▶ **Aim**:
Copy out, exactly as written, only the line containing "Thank you for the photo. Please point out the blue pool" and the lines after it through the end of the records.

▶ **The records**:

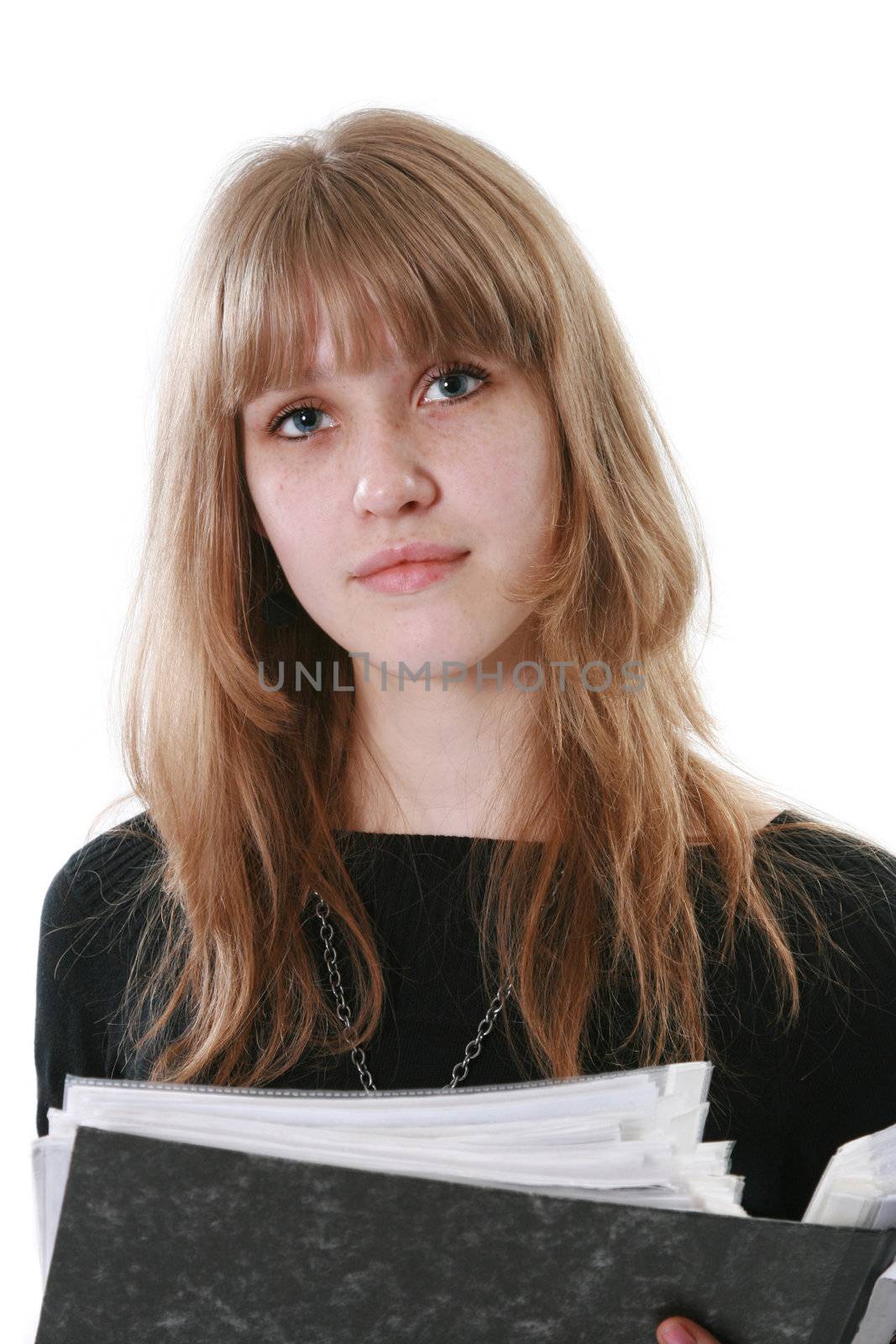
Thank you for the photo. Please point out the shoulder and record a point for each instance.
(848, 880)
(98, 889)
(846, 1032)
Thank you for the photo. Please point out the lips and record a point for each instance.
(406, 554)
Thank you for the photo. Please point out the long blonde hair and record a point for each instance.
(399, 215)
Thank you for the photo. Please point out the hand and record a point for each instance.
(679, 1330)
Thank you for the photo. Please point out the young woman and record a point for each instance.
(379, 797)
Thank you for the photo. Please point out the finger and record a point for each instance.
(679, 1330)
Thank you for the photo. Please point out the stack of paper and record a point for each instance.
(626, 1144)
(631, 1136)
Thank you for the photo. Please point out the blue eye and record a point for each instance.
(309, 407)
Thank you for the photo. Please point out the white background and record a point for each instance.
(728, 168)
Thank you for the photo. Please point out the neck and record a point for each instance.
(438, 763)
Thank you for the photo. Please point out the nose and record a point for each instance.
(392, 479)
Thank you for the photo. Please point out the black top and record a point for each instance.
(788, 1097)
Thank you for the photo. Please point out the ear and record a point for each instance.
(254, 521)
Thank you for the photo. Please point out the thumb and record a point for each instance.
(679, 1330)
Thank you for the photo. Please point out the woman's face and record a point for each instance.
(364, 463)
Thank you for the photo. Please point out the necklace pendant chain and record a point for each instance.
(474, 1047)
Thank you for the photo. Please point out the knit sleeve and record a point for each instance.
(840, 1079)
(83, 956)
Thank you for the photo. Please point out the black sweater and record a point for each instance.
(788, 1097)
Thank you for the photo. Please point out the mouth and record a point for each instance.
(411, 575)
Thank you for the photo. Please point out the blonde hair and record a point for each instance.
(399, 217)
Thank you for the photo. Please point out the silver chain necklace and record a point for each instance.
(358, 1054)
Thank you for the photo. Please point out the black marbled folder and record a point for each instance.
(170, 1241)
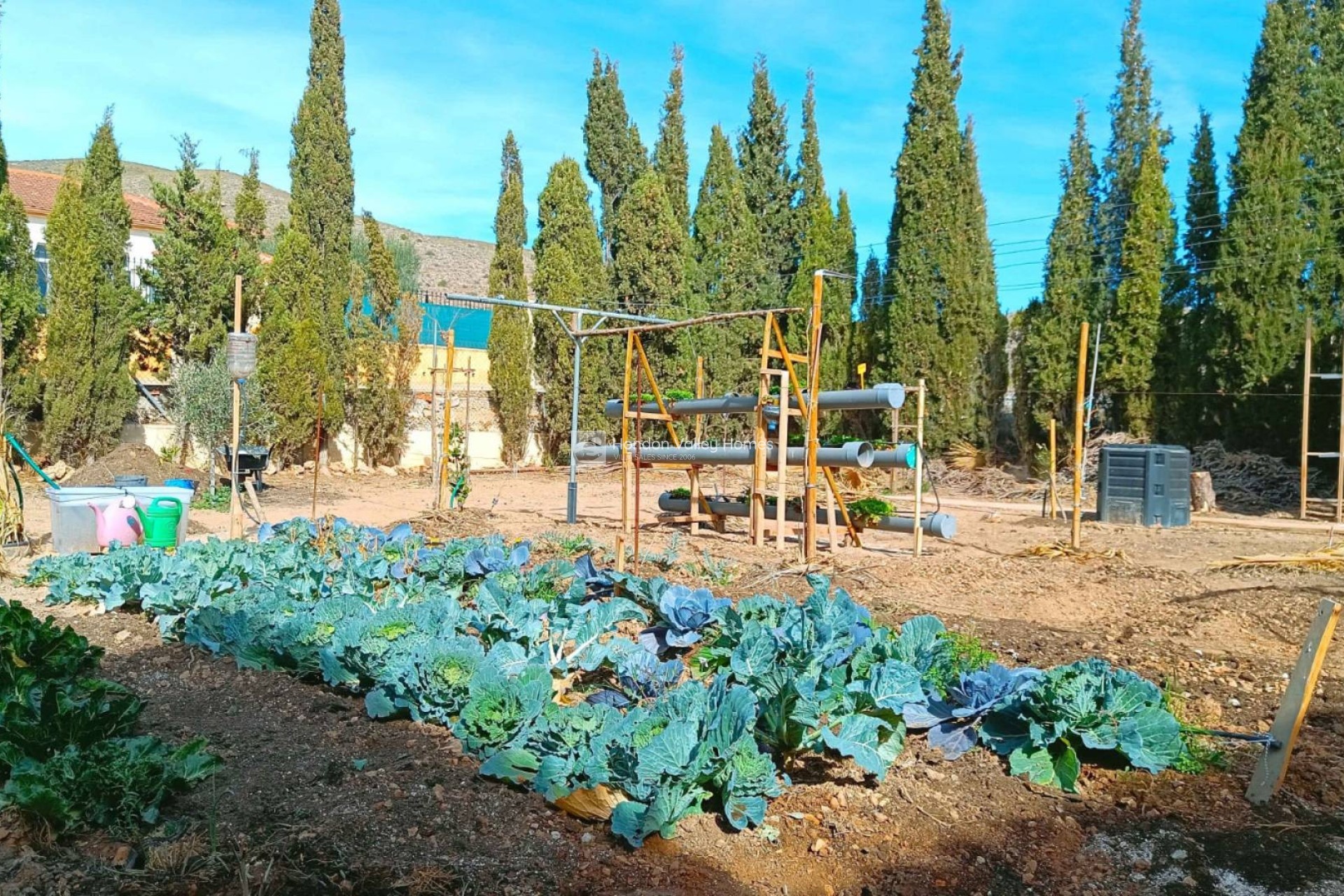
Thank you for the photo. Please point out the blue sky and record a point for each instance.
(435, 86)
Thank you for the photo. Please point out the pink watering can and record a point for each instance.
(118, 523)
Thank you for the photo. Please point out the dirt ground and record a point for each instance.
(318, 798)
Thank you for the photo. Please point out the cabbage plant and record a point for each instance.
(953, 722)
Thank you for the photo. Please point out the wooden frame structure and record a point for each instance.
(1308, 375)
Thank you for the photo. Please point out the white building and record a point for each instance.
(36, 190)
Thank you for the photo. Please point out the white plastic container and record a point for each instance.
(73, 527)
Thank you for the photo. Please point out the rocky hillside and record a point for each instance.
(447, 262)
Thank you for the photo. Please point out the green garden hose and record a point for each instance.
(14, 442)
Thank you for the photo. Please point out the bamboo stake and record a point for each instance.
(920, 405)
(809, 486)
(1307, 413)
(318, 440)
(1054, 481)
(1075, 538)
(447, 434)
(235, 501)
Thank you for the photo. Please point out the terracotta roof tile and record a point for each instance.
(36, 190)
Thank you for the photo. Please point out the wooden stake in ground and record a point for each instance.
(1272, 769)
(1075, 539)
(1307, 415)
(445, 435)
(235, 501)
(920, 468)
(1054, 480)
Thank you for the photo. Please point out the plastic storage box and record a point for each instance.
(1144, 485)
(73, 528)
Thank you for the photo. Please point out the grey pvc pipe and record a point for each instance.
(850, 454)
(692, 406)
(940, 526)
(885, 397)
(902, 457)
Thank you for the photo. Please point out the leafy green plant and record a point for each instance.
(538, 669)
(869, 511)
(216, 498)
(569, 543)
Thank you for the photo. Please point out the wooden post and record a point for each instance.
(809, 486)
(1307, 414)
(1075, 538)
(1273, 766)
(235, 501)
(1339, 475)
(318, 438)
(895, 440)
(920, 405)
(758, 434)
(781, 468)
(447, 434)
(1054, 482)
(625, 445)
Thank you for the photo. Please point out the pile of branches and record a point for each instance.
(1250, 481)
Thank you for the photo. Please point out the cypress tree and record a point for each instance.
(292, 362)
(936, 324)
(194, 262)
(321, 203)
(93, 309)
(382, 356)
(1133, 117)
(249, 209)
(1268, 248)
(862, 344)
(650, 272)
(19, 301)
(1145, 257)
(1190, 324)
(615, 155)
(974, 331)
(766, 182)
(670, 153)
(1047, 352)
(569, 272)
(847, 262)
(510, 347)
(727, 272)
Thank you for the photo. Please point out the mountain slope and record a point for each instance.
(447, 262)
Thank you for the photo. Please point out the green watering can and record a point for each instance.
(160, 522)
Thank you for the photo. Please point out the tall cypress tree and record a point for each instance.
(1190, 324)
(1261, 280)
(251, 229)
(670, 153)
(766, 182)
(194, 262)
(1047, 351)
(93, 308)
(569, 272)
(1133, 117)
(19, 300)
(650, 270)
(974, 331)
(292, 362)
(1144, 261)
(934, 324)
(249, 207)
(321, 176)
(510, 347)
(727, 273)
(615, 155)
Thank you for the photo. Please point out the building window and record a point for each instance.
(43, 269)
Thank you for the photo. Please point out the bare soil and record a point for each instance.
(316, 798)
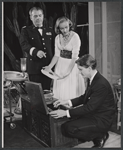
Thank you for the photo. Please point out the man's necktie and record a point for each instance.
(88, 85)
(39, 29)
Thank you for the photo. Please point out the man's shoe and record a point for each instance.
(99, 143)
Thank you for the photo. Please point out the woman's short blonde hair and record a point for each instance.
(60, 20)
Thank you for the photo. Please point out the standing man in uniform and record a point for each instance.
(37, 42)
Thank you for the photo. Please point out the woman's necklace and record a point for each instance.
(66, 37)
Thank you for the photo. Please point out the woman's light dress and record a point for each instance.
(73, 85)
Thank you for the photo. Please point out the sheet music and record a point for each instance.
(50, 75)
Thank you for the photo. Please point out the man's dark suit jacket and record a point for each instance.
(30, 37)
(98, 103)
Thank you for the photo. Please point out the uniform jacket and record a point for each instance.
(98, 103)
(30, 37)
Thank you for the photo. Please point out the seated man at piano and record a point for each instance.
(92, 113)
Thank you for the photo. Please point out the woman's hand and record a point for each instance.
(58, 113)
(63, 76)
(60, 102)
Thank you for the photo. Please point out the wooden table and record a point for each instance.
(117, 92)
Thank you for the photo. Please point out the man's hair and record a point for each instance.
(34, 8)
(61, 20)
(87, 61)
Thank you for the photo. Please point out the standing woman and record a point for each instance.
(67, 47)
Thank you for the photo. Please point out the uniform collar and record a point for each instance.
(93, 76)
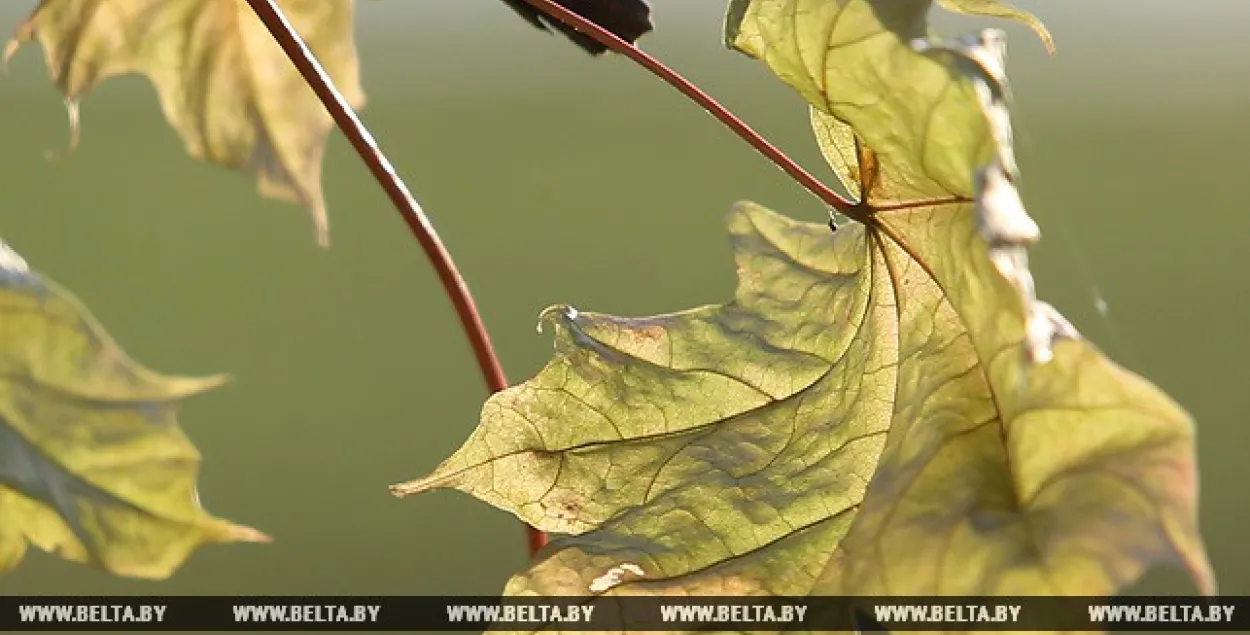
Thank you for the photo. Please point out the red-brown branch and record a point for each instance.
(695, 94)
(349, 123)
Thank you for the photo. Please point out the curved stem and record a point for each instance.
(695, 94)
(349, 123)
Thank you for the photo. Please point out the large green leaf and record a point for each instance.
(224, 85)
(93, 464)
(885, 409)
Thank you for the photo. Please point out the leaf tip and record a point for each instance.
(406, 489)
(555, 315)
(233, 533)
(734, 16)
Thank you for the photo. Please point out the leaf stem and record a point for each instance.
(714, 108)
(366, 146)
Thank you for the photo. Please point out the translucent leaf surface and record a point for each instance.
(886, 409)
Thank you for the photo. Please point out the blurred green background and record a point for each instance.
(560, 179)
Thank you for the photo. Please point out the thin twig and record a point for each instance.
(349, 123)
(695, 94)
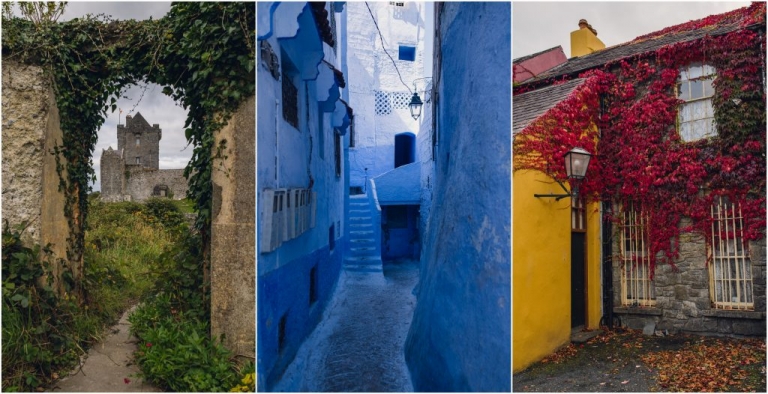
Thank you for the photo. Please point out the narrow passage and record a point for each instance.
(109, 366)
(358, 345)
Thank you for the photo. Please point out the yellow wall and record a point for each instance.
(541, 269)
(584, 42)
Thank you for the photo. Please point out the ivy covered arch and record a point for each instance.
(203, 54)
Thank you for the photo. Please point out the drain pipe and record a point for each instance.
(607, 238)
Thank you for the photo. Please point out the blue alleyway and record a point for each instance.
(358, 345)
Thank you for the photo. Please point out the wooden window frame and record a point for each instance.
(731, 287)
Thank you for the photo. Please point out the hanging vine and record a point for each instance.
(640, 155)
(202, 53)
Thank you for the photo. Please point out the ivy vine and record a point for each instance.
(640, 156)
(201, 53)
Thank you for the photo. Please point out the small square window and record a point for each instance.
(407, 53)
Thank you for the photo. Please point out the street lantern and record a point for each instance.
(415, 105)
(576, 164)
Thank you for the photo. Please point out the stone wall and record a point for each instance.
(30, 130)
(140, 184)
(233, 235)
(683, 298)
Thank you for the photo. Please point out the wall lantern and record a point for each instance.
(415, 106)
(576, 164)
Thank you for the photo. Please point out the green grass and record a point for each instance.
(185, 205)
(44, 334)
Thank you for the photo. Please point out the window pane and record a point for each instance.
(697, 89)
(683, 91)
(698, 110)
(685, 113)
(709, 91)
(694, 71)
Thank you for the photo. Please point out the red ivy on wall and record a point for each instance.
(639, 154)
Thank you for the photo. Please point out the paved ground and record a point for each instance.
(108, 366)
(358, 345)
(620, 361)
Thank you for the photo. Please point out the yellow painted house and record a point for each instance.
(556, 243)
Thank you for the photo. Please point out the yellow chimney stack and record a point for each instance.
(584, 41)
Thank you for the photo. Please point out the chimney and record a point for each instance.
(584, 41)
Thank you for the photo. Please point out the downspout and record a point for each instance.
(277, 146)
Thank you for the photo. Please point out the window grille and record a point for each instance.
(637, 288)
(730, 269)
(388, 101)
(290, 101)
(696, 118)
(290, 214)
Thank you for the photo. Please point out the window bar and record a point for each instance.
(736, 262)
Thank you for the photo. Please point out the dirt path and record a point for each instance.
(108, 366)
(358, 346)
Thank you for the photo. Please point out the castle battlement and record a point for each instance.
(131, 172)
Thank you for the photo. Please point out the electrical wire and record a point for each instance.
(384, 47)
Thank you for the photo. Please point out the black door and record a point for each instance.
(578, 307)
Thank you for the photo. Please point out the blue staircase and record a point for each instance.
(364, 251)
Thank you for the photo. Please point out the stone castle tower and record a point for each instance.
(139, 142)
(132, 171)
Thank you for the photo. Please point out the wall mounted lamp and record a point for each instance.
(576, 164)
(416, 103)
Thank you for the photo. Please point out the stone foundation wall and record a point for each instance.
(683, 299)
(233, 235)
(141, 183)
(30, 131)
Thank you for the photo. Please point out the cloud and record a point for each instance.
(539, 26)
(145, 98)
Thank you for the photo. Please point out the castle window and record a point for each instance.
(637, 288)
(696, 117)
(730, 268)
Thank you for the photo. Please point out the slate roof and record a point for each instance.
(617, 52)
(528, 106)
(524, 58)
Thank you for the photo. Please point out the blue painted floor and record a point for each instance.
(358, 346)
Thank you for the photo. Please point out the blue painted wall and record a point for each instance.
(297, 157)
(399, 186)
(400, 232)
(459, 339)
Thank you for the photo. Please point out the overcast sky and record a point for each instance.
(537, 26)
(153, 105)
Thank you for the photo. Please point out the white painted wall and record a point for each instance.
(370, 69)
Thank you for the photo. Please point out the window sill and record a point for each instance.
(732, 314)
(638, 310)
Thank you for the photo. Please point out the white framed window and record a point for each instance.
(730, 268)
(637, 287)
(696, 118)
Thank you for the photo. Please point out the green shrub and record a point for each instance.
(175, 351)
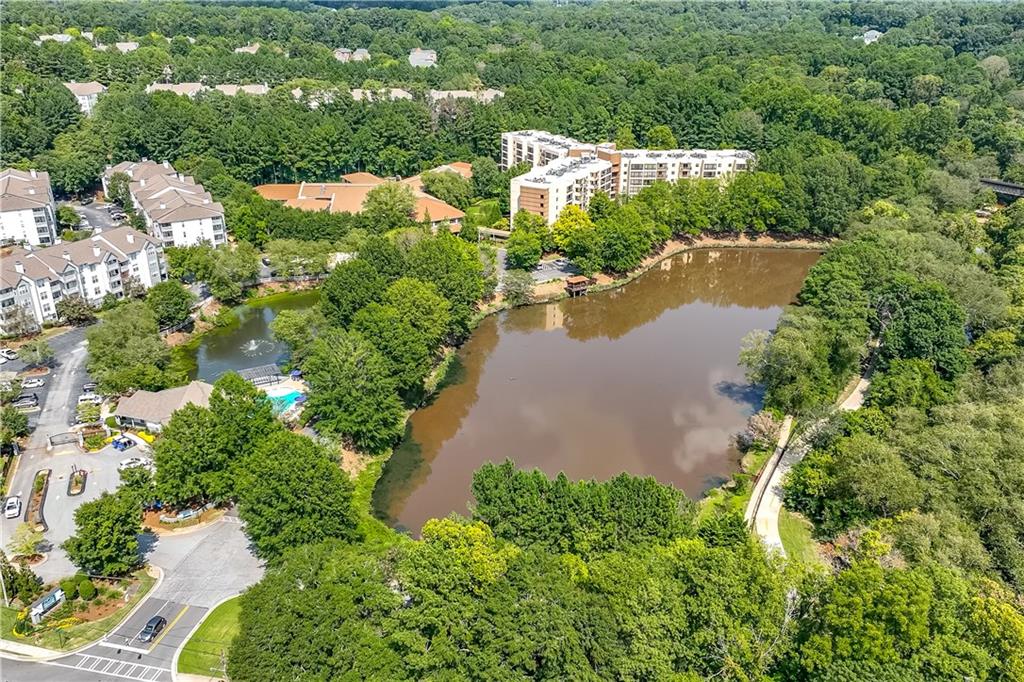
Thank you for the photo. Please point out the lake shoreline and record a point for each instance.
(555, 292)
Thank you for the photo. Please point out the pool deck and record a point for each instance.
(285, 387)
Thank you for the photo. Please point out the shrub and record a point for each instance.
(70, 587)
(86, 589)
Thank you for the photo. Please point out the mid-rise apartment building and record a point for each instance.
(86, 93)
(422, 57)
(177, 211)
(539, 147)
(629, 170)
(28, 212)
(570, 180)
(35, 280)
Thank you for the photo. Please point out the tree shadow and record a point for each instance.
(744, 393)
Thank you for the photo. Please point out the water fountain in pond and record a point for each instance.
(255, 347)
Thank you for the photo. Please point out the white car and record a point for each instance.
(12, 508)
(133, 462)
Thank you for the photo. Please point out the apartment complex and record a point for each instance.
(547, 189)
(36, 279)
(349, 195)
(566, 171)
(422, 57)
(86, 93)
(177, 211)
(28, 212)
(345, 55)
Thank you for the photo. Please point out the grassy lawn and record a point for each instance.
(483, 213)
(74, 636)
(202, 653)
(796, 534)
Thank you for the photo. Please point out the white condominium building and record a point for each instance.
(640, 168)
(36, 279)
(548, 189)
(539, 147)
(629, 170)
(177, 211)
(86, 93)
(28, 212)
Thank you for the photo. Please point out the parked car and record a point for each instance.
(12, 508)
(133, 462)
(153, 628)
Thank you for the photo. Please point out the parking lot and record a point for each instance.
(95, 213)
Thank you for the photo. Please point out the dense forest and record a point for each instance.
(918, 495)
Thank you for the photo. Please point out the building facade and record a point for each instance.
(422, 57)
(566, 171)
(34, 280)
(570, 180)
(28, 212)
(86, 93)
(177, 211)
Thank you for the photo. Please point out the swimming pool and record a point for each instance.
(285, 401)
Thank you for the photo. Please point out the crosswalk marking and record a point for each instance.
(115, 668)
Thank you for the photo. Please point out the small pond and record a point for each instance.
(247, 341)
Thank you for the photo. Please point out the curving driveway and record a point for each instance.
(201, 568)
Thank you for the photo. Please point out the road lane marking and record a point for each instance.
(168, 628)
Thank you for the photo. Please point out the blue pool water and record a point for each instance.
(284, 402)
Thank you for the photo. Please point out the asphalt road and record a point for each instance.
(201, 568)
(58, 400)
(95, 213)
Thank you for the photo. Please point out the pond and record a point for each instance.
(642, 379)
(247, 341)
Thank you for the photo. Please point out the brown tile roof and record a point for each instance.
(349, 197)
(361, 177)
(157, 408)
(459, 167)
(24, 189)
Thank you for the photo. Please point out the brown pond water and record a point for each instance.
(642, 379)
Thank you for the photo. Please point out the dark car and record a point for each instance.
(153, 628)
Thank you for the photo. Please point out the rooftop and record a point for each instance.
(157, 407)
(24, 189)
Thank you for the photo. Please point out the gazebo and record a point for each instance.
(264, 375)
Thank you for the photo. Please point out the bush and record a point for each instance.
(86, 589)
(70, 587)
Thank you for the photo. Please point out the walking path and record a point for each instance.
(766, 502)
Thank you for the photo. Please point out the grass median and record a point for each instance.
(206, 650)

▶ **Correct response**:
Thank you for the photo. Please point out the blue pool water and record a point for each instance.
(284, 402)
Thank you for the photo. Please point out the asphalt road and record a point for each instance.
(201, 568)
(58, 400)
(95, 213)
Thank you for the photo. Please point out the pond and record a point for each instance.
(642, 379)
(247, 341)
Thank you for the photo. Please point out the brown tile roof and record a point for each instance.
(349, 197)
(361, 177)
(157, 408)
(459, 167)
(24, 189)
Thank you for the photo. Please point out the brown pond water and record a point for each instance.
(642, 379)
Thank you for the photo. Please point out the dark car and record a point for each instance.
(153, 628)
Thank you for the photo. Please point out the rooftop and record a point for each instance.
(157, 407)
(24, 189)
Thank you for the photo. Please point out the gazebo and record a point for each instance.
(264, 375)
Thank you for the photo. Please point out the bush and record a point for each instance.
(86, 589)
(70, 587)
Thank you for the photo. Please point out the walking path and record a point for each instance.
(766, 502)
Thank you for the photo. Please point out the grass median and record a point for each instance.
(206, 650)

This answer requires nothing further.